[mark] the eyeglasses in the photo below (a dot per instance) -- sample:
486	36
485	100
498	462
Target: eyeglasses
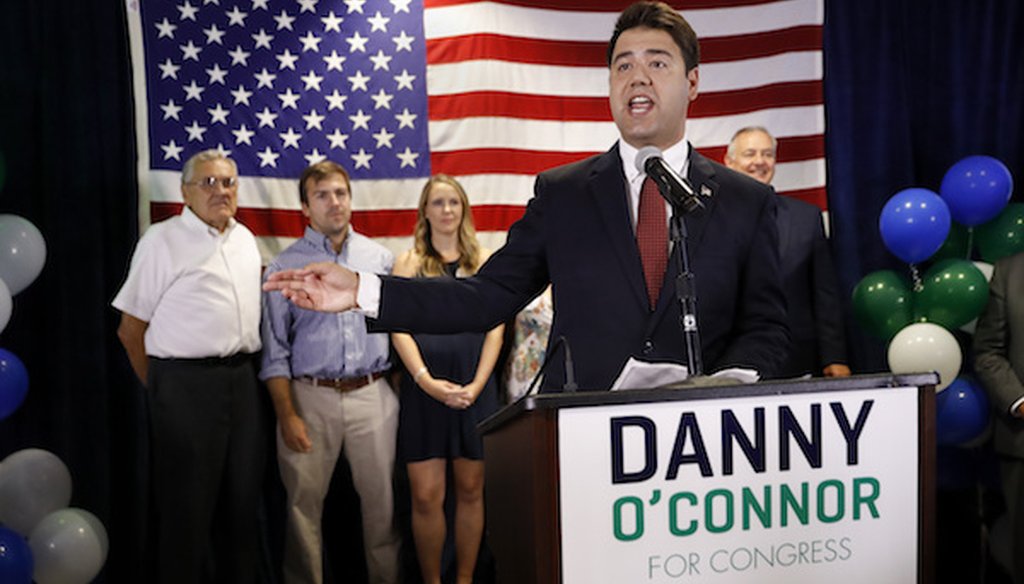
210	182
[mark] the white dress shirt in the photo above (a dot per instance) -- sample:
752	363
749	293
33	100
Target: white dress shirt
198	288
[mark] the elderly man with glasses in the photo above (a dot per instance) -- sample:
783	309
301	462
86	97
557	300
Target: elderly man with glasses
189	324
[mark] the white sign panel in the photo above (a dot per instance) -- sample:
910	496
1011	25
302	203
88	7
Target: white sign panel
796	489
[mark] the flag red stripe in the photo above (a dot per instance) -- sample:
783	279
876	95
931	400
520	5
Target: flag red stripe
597	5
590	53
529	107
379	223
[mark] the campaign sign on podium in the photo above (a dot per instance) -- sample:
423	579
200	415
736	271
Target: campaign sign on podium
797	488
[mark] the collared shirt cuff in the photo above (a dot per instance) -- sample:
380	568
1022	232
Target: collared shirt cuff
1015	406
368	297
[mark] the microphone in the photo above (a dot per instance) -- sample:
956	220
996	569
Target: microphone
674	188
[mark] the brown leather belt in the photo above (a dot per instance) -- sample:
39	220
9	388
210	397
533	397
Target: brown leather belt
343	383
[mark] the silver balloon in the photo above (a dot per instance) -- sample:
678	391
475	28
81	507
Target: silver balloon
5	305
23	252
69	547
33	484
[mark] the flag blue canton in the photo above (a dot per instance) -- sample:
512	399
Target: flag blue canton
279	85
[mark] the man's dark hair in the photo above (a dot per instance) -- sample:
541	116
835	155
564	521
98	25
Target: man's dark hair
658	15
318	172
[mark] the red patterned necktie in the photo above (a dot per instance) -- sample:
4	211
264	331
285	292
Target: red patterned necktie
652	239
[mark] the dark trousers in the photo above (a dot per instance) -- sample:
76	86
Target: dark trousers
208	444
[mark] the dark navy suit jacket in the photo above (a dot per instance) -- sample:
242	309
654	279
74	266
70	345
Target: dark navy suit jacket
577	234
815	314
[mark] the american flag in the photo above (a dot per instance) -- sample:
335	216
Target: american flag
395	90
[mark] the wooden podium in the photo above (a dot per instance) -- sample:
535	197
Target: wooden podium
548	453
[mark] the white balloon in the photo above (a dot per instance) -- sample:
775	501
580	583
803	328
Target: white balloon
923	347
67	547
6	305
986	270
23	252
33	484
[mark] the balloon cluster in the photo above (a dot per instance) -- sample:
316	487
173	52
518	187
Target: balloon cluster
915	315
41	538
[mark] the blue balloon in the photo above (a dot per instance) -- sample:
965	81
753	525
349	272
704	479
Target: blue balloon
914	223
13	382
962	412
977	189
15	557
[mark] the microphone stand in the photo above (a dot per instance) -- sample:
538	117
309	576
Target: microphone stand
685	290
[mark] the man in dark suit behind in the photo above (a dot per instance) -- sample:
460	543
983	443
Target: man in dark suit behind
814	311
580	234
998	362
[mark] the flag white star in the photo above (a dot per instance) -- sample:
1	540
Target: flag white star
218	114
267	158
243	135
378	23
287	59
242	95
166	29
291	138
264	79
189	51
239	56
172	150
194	91
314	157
171	110
402	42
406	119
383	138
195	131
236	16
168	69
310	42
284	21
404	80
311	80
360	120
216	74
337	138
336	100
331	23
334	60
382	99
358	81
214	35
266	117
289	99
262	39
357	42
313	120
408	158
381	60
187	11
361	159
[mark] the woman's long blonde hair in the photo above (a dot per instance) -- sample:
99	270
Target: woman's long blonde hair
469	249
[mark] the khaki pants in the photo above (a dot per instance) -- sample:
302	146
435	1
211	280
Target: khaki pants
365	422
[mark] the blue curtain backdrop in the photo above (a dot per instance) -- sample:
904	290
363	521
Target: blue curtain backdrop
910	87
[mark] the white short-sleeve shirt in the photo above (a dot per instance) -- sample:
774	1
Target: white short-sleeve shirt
198	288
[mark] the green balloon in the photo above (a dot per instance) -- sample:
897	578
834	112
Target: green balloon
953	293
955	246
882	303
1004	236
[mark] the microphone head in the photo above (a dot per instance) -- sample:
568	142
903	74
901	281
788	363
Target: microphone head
645	154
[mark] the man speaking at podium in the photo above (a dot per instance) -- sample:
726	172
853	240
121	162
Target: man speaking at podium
599	236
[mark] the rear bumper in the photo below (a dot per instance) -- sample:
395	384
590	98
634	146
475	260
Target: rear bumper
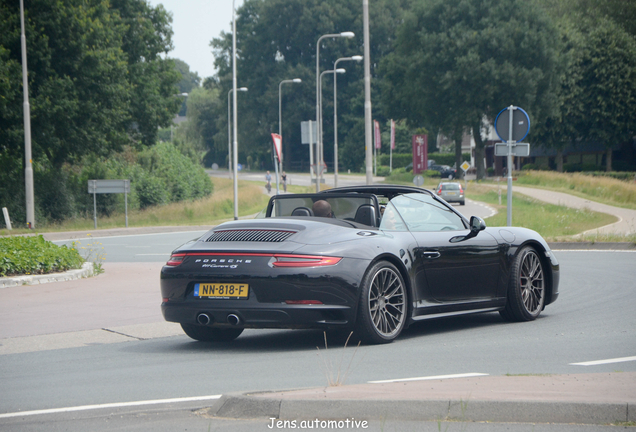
261	315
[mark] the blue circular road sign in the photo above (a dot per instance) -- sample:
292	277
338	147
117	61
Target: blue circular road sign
520	124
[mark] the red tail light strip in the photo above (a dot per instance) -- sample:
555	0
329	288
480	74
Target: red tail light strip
281	260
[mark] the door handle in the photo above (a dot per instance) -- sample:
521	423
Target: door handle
431	255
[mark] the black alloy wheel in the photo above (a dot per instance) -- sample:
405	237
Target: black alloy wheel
526	287
383	304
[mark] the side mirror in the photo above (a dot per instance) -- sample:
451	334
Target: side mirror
476	224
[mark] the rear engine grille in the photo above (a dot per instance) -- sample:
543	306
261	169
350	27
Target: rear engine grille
268	236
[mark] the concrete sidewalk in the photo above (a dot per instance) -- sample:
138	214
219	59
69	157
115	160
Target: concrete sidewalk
579	399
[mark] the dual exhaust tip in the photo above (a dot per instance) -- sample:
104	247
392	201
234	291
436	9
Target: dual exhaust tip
204	319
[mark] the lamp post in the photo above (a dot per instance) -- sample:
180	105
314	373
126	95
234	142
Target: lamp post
280	119
319	134
335	115
235	152
229	131
368	120
334	72
172	124
28	159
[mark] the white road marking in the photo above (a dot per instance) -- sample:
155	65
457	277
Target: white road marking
110	405
593	250
466	375
608	361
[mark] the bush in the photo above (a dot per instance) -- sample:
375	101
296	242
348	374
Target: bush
383	171
401	160
34	255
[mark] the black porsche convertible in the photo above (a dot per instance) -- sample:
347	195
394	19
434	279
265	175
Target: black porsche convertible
372	259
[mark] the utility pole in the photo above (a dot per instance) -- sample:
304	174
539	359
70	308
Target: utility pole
28	159
368	125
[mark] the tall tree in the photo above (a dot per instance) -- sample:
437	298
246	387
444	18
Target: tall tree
77	79
459	62
148	37
598	86
608	86
276	40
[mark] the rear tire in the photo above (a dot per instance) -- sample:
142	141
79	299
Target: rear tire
382	308
526	287
211	334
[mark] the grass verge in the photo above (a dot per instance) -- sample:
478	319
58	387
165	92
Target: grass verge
206	211
605	190
34	255
549	220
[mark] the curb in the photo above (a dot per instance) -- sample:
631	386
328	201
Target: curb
592	246
84	272
256	405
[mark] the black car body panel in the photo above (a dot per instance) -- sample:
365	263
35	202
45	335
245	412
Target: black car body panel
308	272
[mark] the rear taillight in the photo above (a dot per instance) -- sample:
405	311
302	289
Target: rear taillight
303	261
303	302
175	259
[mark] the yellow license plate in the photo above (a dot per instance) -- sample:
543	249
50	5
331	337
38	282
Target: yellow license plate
221	290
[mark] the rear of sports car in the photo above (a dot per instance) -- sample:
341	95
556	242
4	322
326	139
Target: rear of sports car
273	275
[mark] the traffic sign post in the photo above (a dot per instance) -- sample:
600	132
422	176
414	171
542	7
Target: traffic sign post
465	166
108	186
512	125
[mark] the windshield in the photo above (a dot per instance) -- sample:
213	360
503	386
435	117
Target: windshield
419	212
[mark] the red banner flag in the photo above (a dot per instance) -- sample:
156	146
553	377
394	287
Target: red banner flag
278	144
392	135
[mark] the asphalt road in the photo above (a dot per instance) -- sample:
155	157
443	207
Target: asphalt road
593	319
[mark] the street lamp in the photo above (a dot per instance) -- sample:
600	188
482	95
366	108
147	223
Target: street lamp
280	121
319	144
334	72
235	152
28	158
335	116
229	132
172	124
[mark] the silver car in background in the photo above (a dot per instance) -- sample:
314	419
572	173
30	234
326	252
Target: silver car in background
451	192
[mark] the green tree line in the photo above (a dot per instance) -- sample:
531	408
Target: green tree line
100	85
444	66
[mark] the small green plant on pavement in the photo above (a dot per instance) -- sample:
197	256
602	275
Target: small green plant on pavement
35	255
92	251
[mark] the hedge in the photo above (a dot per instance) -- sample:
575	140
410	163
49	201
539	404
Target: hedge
401	160
34	255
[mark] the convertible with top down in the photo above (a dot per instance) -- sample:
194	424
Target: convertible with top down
372	259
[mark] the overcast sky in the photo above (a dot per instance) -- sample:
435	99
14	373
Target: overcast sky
195	23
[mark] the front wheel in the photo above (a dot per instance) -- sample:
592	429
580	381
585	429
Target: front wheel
526	287
211	334
383	304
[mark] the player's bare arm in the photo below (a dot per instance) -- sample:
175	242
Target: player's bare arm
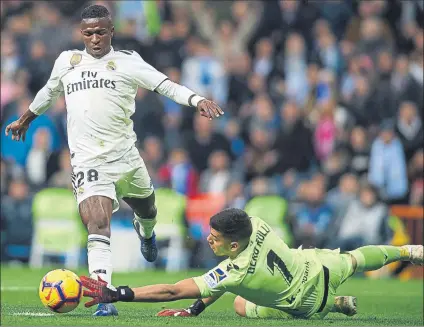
185	96
100	293
209	109
19	127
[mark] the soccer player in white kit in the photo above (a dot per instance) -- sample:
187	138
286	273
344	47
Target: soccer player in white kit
100	85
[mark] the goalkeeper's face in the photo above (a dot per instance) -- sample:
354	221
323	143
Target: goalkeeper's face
222	246
97	35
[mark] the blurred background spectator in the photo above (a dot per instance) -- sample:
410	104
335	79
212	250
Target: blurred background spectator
323	106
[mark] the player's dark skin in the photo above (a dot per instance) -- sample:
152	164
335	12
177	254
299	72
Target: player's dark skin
96	211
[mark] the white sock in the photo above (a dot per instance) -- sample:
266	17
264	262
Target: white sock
99	257
146	226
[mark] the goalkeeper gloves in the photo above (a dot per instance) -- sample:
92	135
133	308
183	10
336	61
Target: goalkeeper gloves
101	293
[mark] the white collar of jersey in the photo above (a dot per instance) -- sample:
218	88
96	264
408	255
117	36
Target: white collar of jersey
107	54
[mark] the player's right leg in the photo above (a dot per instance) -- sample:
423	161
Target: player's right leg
373	257
96	212
248	309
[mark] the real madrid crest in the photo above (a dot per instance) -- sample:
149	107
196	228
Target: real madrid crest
76	59
111	66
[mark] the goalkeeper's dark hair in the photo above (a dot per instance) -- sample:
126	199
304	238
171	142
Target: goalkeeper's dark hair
232	223
95	11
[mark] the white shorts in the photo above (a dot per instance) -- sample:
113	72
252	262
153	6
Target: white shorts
126	177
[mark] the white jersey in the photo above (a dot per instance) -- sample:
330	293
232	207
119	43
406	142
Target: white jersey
100	99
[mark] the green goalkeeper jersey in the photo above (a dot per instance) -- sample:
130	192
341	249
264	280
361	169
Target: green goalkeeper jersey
269	273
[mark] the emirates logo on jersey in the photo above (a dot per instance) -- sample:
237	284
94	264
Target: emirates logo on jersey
89	80
111	65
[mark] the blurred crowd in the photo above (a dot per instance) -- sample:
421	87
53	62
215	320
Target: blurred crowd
323	106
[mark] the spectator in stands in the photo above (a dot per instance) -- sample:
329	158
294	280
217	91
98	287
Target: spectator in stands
38	68
409	128
235	196
38	157
204	73
263	63
47	19
203	142
260	158
337	13
216	178
416	93
238	68
10	58
326	49
179	174
278	17
334	167
313	217
4	177
263	115
288	184
227	38
293	66
259	186
385	99
16	209
402	83
359	151
294	141
375	36
18	152
387	165
325	131
232	133
362	104
365	222
166	48
148	115
416	178
341	196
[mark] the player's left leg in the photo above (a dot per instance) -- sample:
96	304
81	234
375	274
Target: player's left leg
144	221
136	189
248	309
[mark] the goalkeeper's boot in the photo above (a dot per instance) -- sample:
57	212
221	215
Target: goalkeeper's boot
346	305
105	309
416	254
148	246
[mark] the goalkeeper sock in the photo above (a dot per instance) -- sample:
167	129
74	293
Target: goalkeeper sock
99	257
146	226
373	257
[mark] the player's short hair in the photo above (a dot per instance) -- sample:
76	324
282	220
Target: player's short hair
95	11
232	223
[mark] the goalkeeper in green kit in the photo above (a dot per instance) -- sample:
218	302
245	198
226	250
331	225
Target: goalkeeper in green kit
270	279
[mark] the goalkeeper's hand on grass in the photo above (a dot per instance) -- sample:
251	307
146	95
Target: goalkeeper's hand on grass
101	293
175	313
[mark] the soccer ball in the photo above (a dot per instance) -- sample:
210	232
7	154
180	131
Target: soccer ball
60	290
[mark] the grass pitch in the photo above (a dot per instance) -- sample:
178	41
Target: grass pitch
380	302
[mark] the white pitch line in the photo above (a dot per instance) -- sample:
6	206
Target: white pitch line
33	314
18	288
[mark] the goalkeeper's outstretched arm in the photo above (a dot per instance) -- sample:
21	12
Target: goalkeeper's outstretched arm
99	291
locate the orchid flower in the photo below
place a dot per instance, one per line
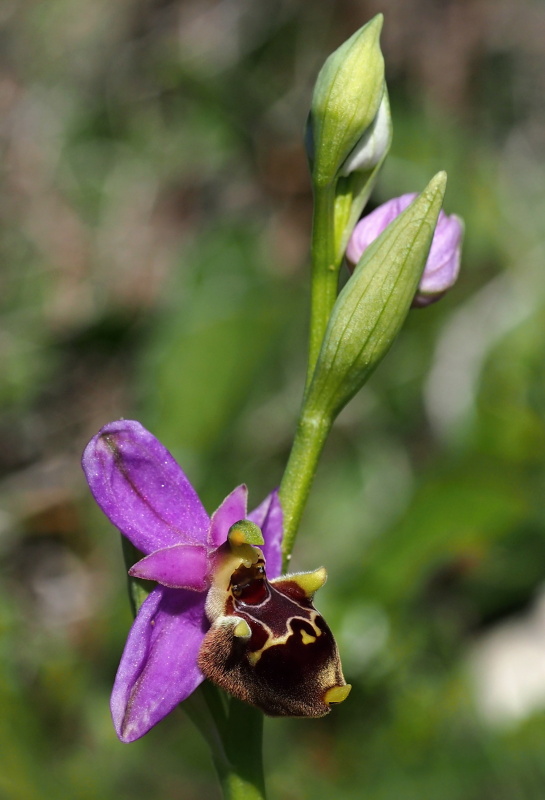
··········
*Aim of the task:*
From the entries above, extract every line that contains the word "sports".

*Completed exercise:*
[mark] the rear of sports car in the photo above (a dot per instance) -- sample:
Target: rear of sports car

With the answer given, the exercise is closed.